----- SOURCE RECORDS -----

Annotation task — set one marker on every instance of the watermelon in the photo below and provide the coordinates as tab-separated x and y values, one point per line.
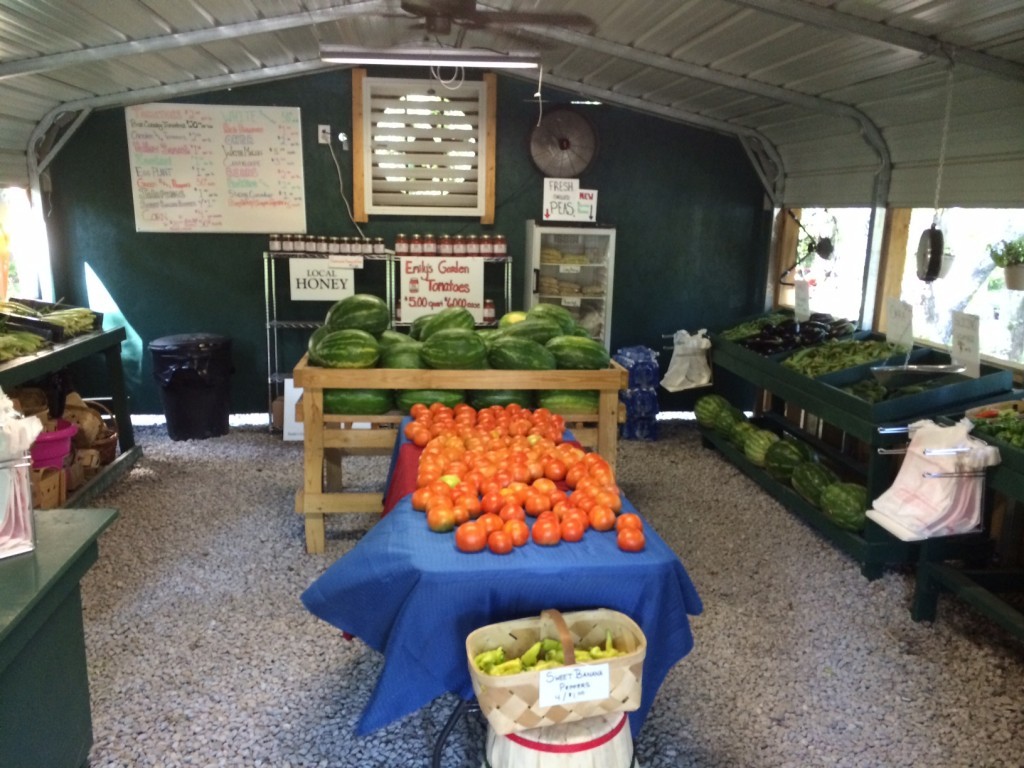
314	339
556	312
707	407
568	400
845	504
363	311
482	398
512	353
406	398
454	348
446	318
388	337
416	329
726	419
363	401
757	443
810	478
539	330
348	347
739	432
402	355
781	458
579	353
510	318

-----
----- SOURCE RECORDS -----

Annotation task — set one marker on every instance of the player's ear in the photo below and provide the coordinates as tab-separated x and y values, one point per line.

-----

PROBLEM DESCRIPTION:
Copy out every line in the entries above that contains the string "player".

REPLY TO THE EXERCISE:
Annotation task — set one marker on every instance of the player's ear in the photo below and provide the coordinates as tab-separated x and y values, one point per line.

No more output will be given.